══ GIVEN RECORDS

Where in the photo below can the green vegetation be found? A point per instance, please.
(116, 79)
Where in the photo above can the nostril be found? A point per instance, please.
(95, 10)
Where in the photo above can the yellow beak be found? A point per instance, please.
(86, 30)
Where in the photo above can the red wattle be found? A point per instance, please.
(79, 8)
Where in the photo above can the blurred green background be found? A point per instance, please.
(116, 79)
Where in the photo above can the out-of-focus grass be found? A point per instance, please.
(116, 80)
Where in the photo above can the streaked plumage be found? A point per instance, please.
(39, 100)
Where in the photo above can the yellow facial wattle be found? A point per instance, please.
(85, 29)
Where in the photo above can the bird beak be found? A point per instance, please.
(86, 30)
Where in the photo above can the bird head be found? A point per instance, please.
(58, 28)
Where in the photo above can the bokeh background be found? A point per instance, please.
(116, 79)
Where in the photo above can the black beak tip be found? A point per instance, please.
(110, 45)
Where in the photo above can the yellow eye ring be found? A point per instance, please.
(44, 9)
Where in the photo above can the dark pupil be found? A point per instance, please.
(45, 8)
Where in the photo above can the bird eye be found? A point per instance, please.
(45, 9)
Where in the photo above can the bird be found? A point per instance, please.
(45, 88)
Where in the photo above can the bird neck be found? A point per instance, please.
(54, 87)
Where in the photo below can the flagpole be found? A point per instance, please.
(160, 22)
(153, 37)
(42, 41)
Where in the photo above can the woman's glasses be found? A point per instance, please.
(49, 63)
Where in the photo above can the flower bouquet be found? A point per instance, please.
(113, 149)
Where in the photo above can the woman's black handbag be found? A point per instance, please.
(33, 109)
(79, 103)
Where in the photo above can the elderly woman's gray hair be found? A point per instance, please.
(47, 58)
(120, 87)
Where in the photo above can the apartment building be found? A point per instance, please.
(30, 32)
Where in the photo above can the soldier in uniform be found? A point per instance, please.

════

WORK INSTRUCTIONS: Reproduce without any change the material above, from the line containing "Where in the photo above can the woman's glasses" through the end of the material.

SOLUTION TO THIS TASK:
Where in the photo above can the woman's glasses be found? A point per instance, please.
(49, 63)
Where in the photo above can the flower bouquet be found? A point per instance, please.
(113, 149)
Where in the photo above can the woman's black handbag be found? A point per instance, please.
(33, 109)
(79, 103)
Where in the photo above can the elderly woman's gray hair be found? A point per instance, please.
(47, 58)
(120, 87)
Where in the photo above can the apartment building be found? A point per instance, please.
(30, 32)
Where in the photo above can the soldier in uniform be found? A point per instance, please.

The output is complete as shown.